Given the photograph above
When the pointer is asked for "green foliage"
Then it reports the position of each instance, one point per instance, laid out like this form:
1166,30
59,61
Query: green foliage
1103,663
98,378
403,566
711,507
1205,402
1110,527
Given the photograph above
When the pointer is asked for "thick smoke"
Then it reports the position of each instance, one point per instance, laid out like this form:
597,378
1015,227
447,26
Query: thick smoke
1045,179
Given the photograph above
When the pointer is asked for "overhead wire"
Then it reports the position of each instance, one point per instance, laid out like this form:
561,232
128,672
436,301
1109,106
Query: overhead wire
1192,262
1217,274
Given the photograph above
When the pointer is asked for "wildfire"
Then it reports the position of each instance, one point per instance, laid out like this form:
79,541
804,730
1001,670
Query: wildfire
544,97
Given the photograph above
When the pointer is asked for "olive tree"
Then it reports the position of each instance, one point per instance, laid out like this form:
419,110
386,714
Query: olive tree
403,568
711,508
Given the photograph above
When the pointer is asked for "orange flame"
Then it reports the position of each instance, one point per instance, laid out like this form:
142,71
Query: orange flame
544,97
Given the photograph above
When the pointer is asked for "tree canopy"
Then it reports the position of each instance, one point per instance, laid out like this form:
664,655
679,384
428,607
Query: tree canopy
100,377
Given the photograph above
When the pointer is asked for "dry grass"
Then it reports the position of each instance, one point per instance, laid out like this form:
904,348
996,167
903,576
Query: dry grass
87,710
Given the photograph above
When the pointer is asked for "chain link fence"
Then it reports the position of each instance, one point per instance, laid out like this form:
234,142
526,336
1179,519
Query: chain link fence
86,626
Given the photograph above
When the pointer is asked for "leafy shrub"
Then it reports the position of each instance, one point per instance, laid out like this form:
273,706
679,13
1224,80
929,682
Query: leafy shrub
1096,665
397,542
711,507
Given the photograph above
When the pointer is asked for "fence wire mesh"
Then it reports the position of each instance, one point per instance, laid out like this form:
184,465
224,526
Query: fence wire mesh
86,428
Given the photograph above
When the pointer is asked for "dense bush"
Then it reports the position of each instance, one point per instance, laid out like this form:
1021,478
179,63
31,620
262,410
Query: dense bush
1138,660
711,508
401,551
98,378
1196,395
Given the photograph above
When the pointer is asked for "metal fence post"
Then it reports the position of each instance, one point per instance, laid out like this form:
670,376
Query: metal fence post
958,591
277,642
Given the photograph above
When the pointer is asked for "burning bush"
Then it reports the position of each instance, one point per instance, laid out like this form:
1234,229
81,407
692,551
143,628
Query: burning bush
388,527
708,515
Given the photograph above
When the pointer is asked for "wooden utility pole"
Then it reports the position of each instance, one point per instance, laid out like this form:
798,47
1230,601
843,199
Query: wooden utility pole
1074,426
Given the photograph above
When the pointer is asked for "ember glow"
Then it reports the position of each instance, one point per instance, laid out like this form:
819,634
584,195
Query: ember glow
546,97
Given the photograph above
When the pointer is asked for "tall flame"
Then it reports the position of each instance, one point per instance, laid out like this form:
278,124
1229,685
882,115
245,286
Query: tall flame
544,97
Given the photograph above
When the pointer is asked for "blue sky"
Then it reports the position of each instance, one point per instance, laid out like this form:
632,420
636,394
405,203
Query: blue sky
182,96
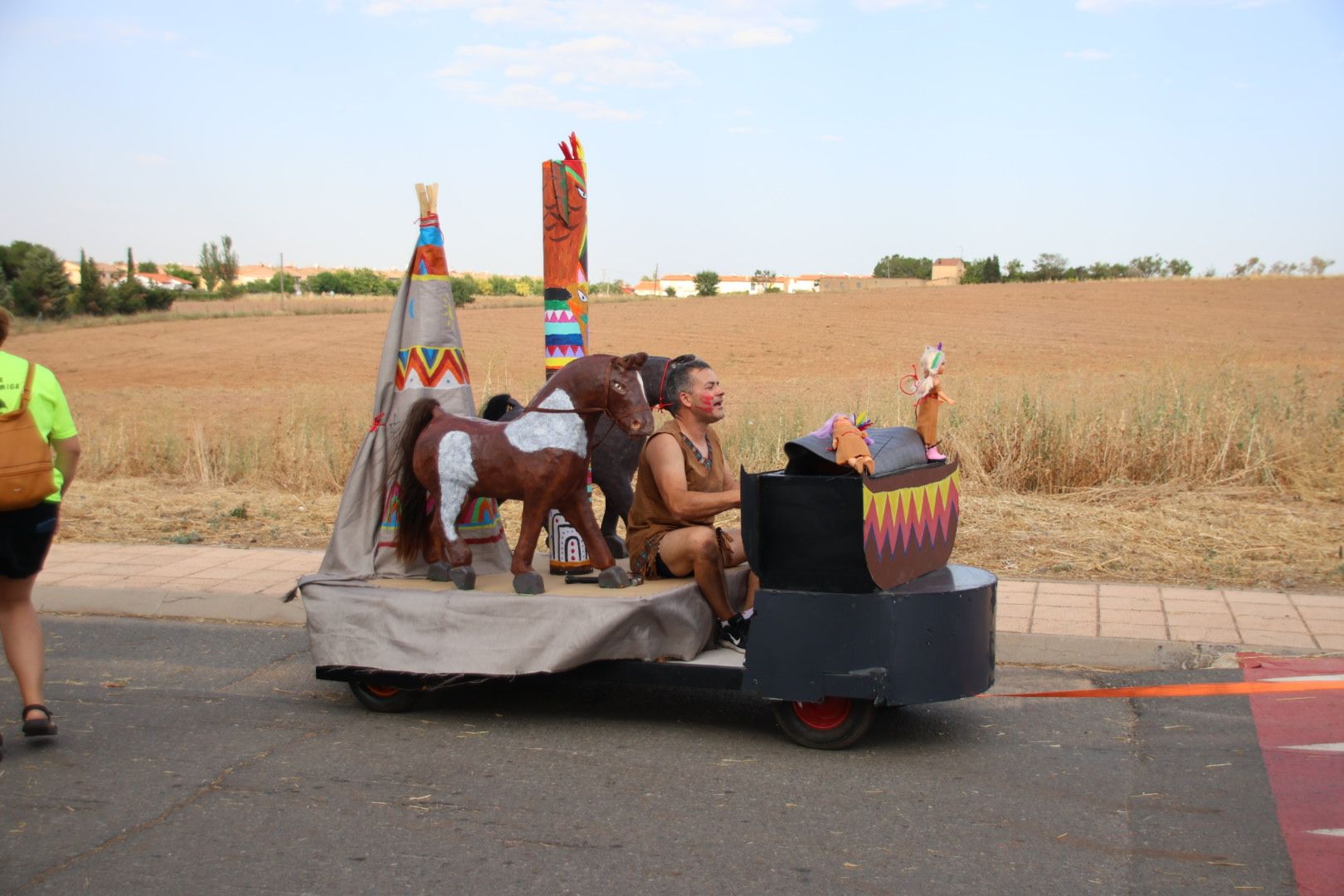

■ ■ ■ ■ ■

Aim:
List every line of the data above that contains the string "wooden".

Answer to this exercise:
When the pointer is asked for "wooden utility pole"
Query: wooden utility pole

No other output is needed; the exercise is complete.